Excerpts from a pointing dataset
>> START
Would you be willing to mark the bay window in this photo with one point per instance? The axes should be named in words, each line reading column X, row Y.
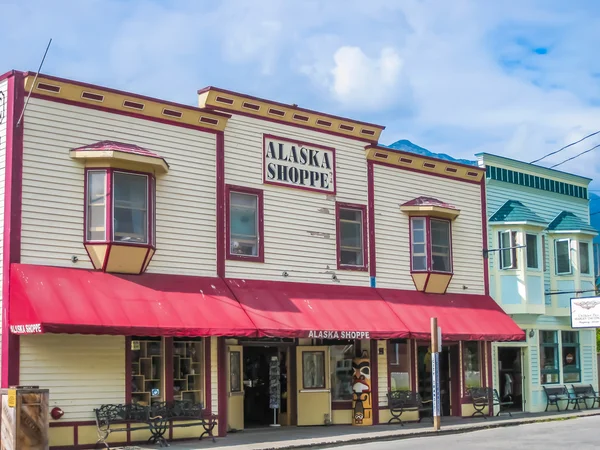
column 570, row 357
column 245, row 224
column 431, row 243
column 562, row 254
column 351, row 236
column 472, row 356
column 584, row 258
column 398, row 366
column 549, row 357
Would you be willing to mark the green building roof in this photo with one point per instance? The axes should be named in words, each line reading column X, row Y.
column 515, row 211
column 567, row 221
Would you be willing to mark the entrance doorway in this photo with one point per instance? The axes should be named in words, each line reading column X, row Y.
column 449, row 377
column 510, row 377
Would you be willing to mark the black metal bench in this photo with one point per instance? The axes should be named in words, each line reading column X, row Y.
column 156, row 418
column 501, row 403
column 555, row 394
column 480, row 398
column 584, row 393
column 401, row 401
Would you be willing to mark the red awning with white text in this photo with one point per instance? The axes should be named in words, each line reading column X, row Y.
column 63, row 300
column 462, row 317
column 302, row 310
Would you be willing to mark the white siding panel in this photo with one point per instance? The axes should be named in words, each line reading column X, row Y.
column 394, row 187
column 3, row 116
column 299, row 226
column 81, row 372
column 53, row 187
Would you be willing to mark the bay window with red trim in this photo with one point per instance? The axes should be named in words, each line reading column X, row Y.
column 245, row 224
column 119, row 214
column 431, row 245
column 351, row 236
>> END
Exercise: Rewrite all of the lines above, changing every "bay window" to "oriel window" and keeping everything else as it is. Leave the pictures out.

Full solution:
Would you be willing to mark the oriel window in this photo with one point per instance? The axes should be named in words, each line reading column X, row Y.
column 570, row 357
column 245, row 224
column 431, row 243
column 562, row 254
column 351, row 236
column 472, row 356
column 584, row 258
column 398, row 366
column 549, row 357
Would you be willing to mark the green building roof in this photo with one point per instance? The axes should be named in words, each line reading column X, row Y.
column 515, row 211
column 567, row 221
Would you be willing to mark the entrance doorway in this photo with one point per instance? The axes should be named in words, each line reading column X, row Y.
column 449, row 377
column 510, row 377
Would you be willing to mark the black metal bench in this photo with one point per instance? The axes should be named in words, each line reading column X, row Y.
column 156, row 418
column 501, row 403
column 555, row 394
column 480, row 398
column 584, row 393
column 401, row 401
Would you be willing to mark the red awning with white text in this photo with one point per instance? The axes should be named in words, each line reading column X, row Y.
column 63, row 300
column 462, row 317
column 302, row 310
Would you be willing to mark the white siding panel in this photo with one point per instance? The axes should be named in words, each line reading column X, row Y.
column 394, row 187
column 3, row 116
column 299, row 226
column 81, row 372
column 53, row 187
Would you be willing to mark the oriel window with red trim in this photo with one point per instance? The axes should be named in words, each line reading column X, row Y.
column 245, row 224
column 119, row 214
column 431, row 245
column 351, row 236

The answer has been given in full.